> [PROBLEM DESCRIPTION]: Below are some records; reproduce every one of them exactly.

> [RECORDS PROVIDED]:
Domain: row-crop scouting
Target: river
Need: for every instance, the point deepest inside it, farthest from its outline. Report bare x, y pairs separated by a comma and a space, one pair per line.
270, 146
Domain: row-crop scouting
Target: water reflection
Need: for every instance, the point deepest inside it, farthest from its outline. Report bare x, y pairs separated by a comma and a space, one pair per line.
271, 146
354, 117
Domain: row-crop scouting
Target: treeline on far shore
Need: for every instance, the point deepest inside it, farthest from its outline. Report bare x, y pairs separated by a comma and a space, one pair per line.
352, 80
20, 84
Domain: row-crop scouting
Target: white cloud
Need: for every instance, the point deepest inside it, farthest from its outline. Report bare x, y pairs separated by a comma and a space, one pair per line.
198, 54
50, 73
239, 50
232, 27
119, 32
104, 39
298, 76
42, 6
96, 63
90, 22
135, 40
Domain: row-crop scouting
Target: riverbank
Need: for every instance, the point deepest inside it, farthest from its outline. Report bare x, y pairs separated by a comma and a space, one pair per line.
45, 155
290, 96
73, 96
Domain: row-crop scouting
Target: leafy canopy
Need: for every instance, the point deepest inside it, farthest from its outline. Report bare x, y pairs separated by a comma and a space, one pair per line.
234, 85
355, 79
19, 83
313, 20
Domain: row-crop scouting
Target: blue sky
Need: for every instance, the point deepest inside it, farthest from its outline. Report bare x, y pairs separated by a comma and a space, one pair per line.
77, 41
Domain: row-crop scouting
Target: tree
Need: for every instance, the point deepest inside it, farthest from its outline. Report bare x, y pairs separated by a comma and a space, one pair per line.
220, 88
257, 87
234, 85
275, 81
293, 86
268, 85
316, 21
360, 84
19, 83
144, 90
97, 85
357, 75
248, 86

> [EXERCISE OUTPUT]:
Domain: row-crop scouting
Target: river
Need: for every instance, the point deepest inside it, farthest from its outline. Report bare x, y pairs separated by a comma and a space, one pair per line.
270, 146
Domain: row-crop scouting
Target: water reflection
Need: for every instance, the point deepest inside it, farthest from its outline. Report bare x, y pairs separated by a comma and a space, one pair per line.
271, 146
354, 117
Domain: row-crop scouting
Target: treeline on far shore
Need: for every instance, the point deepest inside it, farthest from its outline. Report bare x, y pairs separated by a comma and a space, one pair per line.
352, 80
20, 84
Domain: row-crop scouting
Target: white cloud
Need: for every instance, the point deepest inside it, farthest from its outline. Report bare x, y pairs separated by a comma and a space, one pair per line.
198, 54
50, 73
239, 50
232, 27
119, 32
104, 39
298, 76
42, 6
96, 63
90, 22
135, 40
Domain: row-crop scouting
Target: riverbank
Need: for every instance, the point deepest inside it, farthest from its outline. Report bare x, y pairs separated by a comma and a space, one pair per line.
45, 155
290, 96
73, 96
Domain: row-crop scouting
Target: leafy canopy
Need: for every instance, the point deepest inside it, farthest from its outline. Report bare x, y pairs separated by a comma and a space, one pair per line.
234, 85
355, 79
19, 83
313, 20
Domain: row-crop scouting
Target: blue sky
Need: for every instance, the point deepest inside it, farthest from its outline. Report bare x, y pairs separated by a comma and a space, one pair per line.
77, 41
Domain: row-crop scouting
Target: tree
Need: for every instance, the point deepest inside it, farthest from its outline. Report bare x, y pairs separated by a comma and a space, one pair per line.
220, 88
257, 87
234, 85
275, 81
293, 86
268, 85
316, 21
360, 84
19, 83
144, 90
97, 85
357, 75
248, 86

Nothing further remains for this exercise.